* _ВАША ЗАДАЧА_
Обновите приведенные ниже данные, заменив везде «innermost point» на «central point» и сохранив все остальное без изменений. Изображения в ответ не включайте.
################
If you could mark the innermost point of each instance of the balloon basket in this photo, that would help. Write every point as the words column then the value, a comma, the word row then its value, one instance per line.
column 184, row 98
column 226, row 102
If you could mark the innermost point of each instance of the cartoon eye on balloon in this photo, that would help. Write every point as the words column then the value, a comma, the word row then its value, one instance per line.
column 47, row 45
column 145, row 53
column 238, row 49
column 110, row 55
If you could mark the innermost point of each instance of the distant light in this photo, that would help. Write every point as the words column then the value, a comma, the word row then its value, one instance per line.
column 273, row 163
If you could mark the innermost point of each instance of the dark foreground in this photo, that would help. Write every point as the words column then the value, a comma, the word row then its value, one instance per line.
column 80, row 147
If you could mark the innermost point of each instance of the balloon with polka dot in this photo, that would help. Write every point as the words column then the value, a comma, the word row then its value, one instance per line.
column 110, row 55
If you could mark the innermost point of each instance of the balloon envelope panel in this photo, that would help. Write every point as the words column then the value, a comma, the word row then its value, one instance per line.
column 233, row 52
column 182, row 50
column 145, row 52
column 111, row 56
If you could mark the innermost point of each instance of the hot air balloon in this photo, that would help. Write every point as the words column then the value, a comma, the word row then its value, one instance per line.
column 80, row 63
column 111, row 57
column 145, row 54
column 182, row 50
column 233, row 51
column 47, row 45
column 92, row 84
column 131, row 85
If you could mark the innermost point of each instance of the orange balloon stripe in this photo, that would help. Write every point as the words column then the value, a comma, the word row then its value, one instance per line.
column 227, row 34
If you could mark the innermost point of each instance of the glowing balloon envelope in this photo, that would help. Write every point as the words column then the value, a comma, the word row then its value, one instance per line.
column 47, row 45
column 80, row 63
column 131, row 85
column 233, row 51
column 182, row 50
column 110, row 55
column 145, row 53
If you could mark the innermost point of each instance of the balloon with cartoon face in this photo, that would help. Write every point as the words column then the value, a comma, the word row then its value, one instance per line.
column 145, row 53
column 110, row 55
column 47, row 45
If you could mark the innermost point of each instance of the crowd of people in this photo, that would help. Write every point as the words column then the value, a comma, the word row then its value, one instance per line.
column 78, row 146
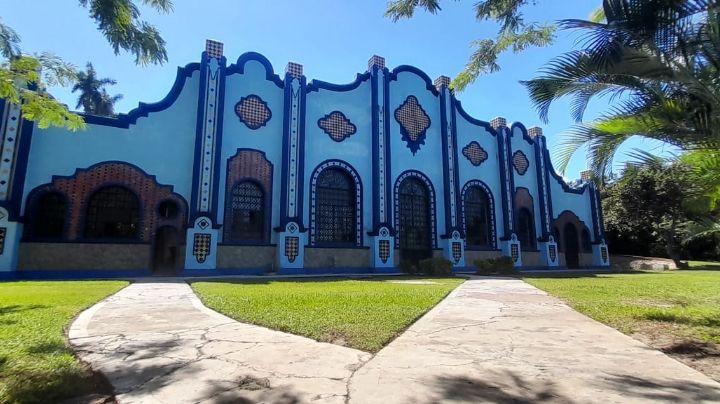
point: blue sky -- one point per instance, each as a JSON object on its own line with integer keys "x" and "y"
{"x": 332, "y": 39}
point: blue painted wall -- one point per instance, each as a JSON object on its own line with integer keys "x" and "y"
{"x": 236, "y": 135}
{"x": 162, "y": 144}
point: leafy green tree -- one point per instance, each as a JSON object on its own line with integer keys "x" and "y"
{"x": 647, "y": 209}
{"x": 656, "y": 61}
{"x": 94, "y": 99}
{"x": 515, "y": 33}
{"x": 24, "y": 78}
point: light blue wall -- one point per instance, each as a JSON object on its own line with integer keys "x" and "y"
{"x": 576, "y": 203}
{"x": 161, "y": 144}
{"x": 529, "y": 179}
{"x": 428, "y": 159}
{"x": 236, "y": 134}
{"x": 355, "y": 150}
{"x": 487, "y": 172}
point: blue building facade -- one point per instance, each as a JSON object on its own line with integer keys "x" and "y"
{"x": 242, "y": 170}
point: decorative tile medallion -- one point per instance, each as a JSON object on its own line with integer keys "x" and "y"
{"x": 515, "y": 252}
{"x": 384, "y": 246}
{"x": 520, "y": 162}
{"x": 457, "y": 251}
{"x": 201, "y": 246}
{"x": 337, "y": 126}
{"x": 475, "y": 153}
{"x": 414, "y": 122}
{"x": 292, "y": 248}
{"x": 253, "y": 111}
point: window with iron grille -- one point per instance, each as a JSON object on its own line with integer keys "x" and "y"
################
* _ПИСЬМЕННЫЙ ОТВЕТ_
If you could mark the central point of each instance of the balloon basket in this photo, that would help. Write every point as the words column then the value, a comma, the word row then its value, one instance per line.
column 184, row 98
column 226, row 102
If you could mark the central point of each instance of the cartoon eye on balloon in this photo, that would help. Write every point as the words column then the value, a comma, the word row then its value, one instance per line.
column 47, row 45
column 145, row 53
column 238, row 49
column 110, row 55
If you could mark the central point of each instance of the distant light in this photo, that would help. Write every point as the words column then the value, a comma, the word row then its value, one instance per line.
column 273, row 163
If you could mark the central point of each instance of the dark foreground in this photo, that would help. Write every point as the words column then the value, a comma, the word row then its value, one instance per line.
column 80, row 147
If you could mark the central point of each instance of the balloon with polka dot in this photo, that would help. Write every point as the words column then the value, a comma, the word row then its value, one instance per line.
column 110, row 55
If you could mark the central point of each instance of the balloon envelope panel in this photo, that would help. Write every point as the words column then the value, a comma, the word row then its value, one instance per line.
column 233, row 52
column 182, row 50
column 145, row 52
column 111, row 56
If you could mark the central point of each instance of the hot air balloon in this photo, that would help. Write every point as the words column then the value, a comma, the word row then its value, one instance per line.
column 80, row 63
column 111, row 57
column 145, row 54
column 182, row 50
column 233, row 51
column 47, row 45
column 92, row 84
column 131, row 85
If you could mark the central point of each instance of the orange balloon stripe in this photo, that would help. Write every point as the words column then the value, a comma, the word row then its value, one instance per line.
column 227, row 34
If you could mark the central point of each instance of the glowing balloon envelope in this photo, that would help. Write every point as the words column then the value, a comma, the word row then its value, one instance per line.
column 47, row 45
column 80, row 63
column 131, row 85
column 233, row 51
column 182, row 50
column 110, row 55
column 145, row 53
If you could mark the central point of each instance of the balloon with cartoon face in this photo, that would help. Write every point as the words column then the value, a comma, the word row then its value, one instance per line.
column 145, row 53
column 110, row 55
column 47, row 45
If you could mark the central point of each instance of the crowd of people in this photo, that would help. Write every point as the words column then the value, a comma, the word row then its value, one instance per line.
column 78, row 146
point: blue sky -- one point per instance, each as a JSON object on its own line with integer keys "x" and "y"
{"x": 332, "y": 39}
point: blue painted wall -- one point per instance, each as a JSON object on its own line with integer keys "x" and "y"
{"x": 236, "y": 135}
{"x": 162, "y": 144}
point: leafy green tree -- one point per instance, each as a JSON object on its own line with integer keys "x" and "y"
{"x": 647, "y": 209}
{"x": 656, "y": 61}
{"x": 94, "y": 99}
{"x": 515, "y": 33}
{"x": 24, "y": 78}
point: light blue wall -- one point per instance, each as a JSON object on its own line with integer keys "x" and "y"
{"x": 576, "y": 203}
{"x": 161, "y": 144}
{"x": 529, "y": 179}
{"x": 428, "y": 159}
{"x": 236, "y": 134}
{"x": 355, "y": 150}
{"x": 487, "y": 172}
point: blue building facade -- one point per instance, each as a JSON object on its own line with integer keys "x" and "y"
{"x": 242, "y": 170}
point: decorative tile medallion -- one point per instance, each as a JSON object on its own line with integer keys "x" and "y"
{"x": 515, "y": 252}
{"x": 384, "y": 246}
{"x": 520, "y": 162}
{"x": 457, "y": 251}
{"x": 201, "y": 246}
{"x": 337, "y": 126}
{"x": 475, "y": 153}
{"x": 414, "y": 122}
{"x": 292, "y": 248}
{"x": 253, "y": 111}
point: window with iron grille -- one point per instance, each as a JSON object on its own line with integer keys "x" and "y"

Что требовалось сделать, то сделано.